Work to complete:
(A) In the scvi-tools seed labeling thread, repeat the passage that opens with the words containing "I tried using" and closes with "the trained model?", switching "tutorial" to "guide".
(B) Answer these questions about the scvi-tools seed labeling thread:
(i) On which data did the poster try the seed labeling?
(ii) What command did the poster run while searching the model for the score?
(iii) What argument does the reply suggest adding to the SCANVI predict method?
(C) Continue the scvi-tools seed labeling thread from the point where it stops.

Reading passage:

########

I tried using the seed labeling on the Tusi 2018 data and their marker genes from Supp table 1. I followed strictly your tutorial (https://docs.scvi-tools.org/en/stable/user_guide/notebooks/seed_labeling.html) and the first results look promising. However, I would like to get the posterior probability score which you used in your original publication (e.g. Figure 6 D).
On that note, is there a implemented way to dismiss labels if they have no support based on the trained model?
Is it possible to extract it from the model? I tried dir(scvi.model._scanvi.SCANVI) but could not find.
So I think you just want to add soft=True to the predict method of SCANVI. However, we do have a bug in this where it’s not correctly outputting a dataframe.

########

Data provided:

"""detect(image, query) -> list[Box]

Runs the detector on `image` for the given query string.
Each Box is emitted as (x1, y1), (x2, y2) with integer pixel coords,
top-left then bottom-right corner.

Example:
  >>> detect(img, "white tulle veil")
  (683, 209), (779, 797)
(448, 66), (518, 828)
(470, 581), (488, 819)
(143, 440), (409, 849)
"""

########

Outputs in order:
(A)
I tried using the seed labeling on the Tusi 2018 data and their marker genes from Supp table 1. I followed strictly your guide (https://docs.scvi-tools.org/en/stable/user_guide/notebooks/seed_labeling.html) and the first results look promising. However, I would like to get the posterior probability score which you used in your original publication (e.g. Figure 6 D).
On that note, is there a implemented way to dismiss labels if they have no support based on the trained model?

(B)
(i) The Tusi 2018 data.
(ii) dir(scvi.model._scanvi.SCANVI)
(iii) soft=True

(C)
Hello Adam, many thanks for your reply! So I added the following lines:
y_pred = scanvi_model.predict(adata, soft=True)
pred = pd.DataFrame(data=y_pred[0:,0:])
pred_score = pred.max(axis=1).to_numpy()
I assume that pred_score is now the maximum score across all labels for each cell. Which should correspond to the label assigned to that cell.
Background: I annotated progenitor cells with SingleR and use the top 10 SingleR labels as seed labels with scanvi. That is the comparison of the scvi vs SingleR score.